**Goals**:
#1 Copy the part of the passage on the Garden City Movement that begins at "The European housing" and ends at "and American lifestyles.", word for word.
#2 Repeat, word for word, the part of the dataset rows that begins at the line containing "Would you mind telling me where the wood" and ends at the last line of the records.

**Page text**:
============

The European housing shortage following World War I led to new European design solutions creating improved living conditions that were popularized in the Garden City Movement. The Garden City Movement was a concept initiated in late nineteenth-century England. An early exposition of Garden City principles was contained in Ebenezer Howard's 1902 book, Garden Cities of To-morrow. English Garden City planning concepts were introduced to the United States in the early twentieth century. Americans Clarence Stein and Henry Wright were instrumental in promoting Garden City planning in the 1920s. In his book Towards New Towns for America, Stein explained his process for integrating European housing solutions and American lifestyles.
Wright and Stein designed the Sunnyside Gardens complex in New York City, built in 1924-29, incorporating European Garden City design concepts. Stein felt that some alterations to European Garden City practices would make them more compatible with American needs. Sunnyside Gardens was planned and built in hopes of marketing the idea to New York City's Housing Corporation. The site's advantages included close proximity to the city center, cheap land values, and access to the city utilities. Although the Sunnyside Garden design was successful, Stein considered it a stepping-stone to his design for Radburn, New Jersey, which became America's first Garden City. The Radburn site was in Fairlawn, New Jersey, and this American Garden City design combined European Garden City concepts with tenants' need for automobiles in an area where public transportation was inadequate and expensive. Specialized routes were built for either pedestrian or motor vehicle use. Pedestrian walkways and vehicle areas were kept separate in order to keep vehicles out of view. Houses were "turned around" in order to have living quarters and sleeping rooms face towards the gardens and parks while service rooms fronted on access roads. The park was considered the "backbone" of the project.
Garden apartment design, and garden city planning, on a larger scale, provided developers with a framework within which to build more attractive and accommodating apartments, which were greatly in need in the 1930s and 1940s. The garden apartment model afforded developers the opportunity to utilize multiple buildings, avoid street frontage and embrace a courtyard, and provide off-street parking while still providing centralized services such as laundry facilities and drying yards. The result was a model that not only provided housing that was affordable and attractive, but also provided opportunity for developer profit. The new garden apartments were typically designed with repeating design modules applied to two- and three-story buildings situated along landscaped courtyards and green spaces. They offered excellent air circulation, abundant natural light and "Windows that instead of looking into the adjoining house look out upon the broad planted central area." These apartments, one advocate wrote, could provide "ready access to ... outdoor garden ... spaces; and ... eliminate all internal halls."

============

Dataset rows
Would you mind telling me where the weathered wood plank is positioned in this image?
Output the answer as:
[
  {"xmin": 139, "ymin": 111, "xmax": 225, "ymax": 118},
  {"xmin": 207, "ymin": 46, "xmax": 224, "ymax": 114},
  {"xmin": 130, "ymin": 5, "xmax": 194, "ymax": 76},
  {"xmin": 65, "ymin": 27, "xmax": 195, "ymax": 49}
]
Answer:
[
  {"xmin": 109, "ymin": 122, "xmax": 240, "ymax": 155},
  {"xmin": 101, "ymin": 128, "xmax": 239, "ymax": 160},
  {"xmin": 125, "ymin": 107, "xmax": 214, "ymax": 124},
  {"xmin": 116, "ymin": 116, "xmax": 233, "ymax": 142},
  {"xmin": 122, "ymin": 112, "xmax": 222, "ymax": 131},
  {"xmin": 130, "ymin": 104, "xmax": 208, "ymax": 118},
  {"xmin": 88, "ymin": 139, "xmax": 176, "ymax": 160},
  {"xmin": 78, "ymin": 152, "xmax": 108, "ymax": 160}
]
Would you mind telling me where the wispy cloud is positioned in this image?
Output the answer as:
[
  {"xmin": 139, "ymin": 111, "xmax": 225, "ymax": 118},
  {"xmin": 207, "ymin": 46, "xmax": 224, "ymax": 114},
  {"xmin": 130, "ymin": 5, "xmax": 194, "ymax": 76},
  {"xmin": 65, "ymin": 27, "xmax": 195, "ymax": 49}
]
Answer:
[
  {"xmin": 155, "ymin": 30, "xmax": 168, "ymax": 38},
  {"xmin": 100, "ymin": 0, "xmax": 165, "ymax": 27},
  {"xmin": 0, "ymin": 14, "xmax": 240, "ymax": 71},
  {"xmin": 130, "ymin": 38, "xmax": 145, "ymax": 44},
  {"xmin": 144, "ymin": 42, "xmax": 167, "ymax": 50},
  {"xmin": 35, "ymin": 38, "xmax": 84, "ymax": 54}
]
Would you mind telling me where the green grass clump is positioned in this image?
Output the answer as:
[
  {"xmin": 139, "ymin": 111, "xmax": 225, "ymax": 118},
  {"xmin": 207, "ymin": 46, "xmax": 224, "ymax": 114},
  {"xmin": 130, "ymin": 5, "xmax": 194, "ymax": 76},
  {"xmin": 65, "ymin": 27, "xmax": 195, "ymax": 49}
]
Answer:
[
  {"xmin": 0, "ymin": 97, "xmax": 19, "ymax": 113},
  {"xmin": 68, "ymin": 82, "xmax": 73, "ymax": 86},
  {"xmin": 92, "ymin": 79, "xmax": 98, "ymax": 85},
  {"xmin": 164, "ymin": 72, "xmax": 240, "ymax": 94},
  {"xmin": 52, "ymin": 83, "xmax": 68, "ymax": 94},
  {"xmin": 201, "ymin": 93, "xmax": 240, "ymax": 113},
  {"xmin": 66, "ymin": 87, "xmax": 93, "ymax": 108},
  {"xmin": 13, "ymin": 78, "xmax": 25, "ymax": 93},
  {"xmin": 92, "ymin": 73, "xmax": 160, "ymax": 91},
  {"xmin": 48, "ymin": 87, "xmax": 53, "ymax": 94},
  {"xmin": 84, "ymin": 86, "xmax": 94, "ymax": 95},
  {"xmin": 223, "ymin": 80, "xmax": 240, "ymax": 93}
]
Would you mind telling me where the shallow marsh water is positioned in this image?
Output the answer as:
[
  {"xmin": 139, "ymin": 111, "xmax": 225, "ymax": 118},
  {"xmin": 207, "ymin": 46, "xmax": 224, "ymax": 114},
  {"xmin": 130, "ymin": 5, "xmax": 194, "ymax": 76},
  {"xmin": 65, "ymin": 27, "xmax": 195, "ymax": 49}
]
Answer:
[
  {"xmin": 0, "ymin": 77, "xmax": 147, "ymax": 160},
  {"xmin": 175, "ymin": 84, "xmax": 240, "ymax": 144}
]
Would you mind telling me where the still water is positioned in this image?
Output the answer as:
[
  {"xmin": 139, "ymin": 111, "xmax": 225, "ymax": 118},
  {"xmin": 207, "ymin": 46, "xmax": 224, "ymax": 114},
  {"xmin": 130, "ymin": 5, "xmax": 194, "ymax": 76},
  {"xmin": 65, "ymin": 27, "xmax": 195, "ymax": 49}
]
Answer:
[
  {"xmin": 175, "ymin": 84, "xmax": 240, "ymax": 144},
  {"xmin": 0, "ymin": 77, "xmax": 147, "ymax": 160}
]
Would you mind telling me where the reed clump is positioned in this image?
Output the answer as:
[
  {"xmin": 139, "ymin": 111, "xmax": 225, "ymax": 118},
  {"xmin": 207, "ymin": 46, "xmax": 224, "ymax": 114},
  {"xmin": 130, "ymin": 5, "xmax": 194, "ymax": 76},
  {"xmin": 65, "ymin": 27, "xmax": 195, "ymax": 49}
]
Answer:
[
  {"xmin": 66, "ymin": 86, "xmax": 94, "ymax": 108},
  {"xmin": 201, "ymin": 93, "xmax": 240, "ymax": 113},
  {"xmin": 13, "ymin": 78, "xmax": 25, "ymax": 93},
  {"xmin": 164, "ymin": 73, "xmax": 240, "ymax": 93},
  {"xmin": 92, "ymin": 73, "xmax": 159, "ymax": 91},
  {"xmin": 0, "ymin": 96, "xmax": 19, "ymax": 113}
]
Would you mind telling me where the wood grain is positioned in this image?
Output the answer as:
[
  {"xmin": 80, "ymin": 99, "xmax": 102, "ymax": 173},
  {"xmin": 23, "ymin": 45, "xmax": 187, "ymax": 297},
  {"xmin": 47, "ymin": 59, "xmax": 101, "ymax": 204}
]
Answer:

============

**Answers provided**:
#1
The European housing shortage following World War I led to new European design solutions creating improved living conditions that were popularized in the Garden City Movement. The Garden City Movement was a concept initiated in late nineteenth-century England. An early exposition of Garden City principles was contained in Ebenezer Howard's 1902 book, Garden Cities of To-morrow. English Garden City planning concepts were introduced to the United States in the early twentieth century. Americans Clarence Stein and Henry Wright were instrumental in promoting Garden City planning in the 1920s. In his book Towards New Towns for America, Stein explained his process for integrating European housing solutions and American lifestyles.

#2
Would you mind telling me where the wood grain is positioned in this image?
Output the answer as:
[
  {"xmin": 80, "ymin": 99, "xmax": 102, "ymax": 173},
  {"xmin": 23, "ymin": 45, "xmax": 187, "ymax": 297},
  {"xmin": 47, "ymin": 59, "xmax": 101, "ymax": 204}
]
Answer:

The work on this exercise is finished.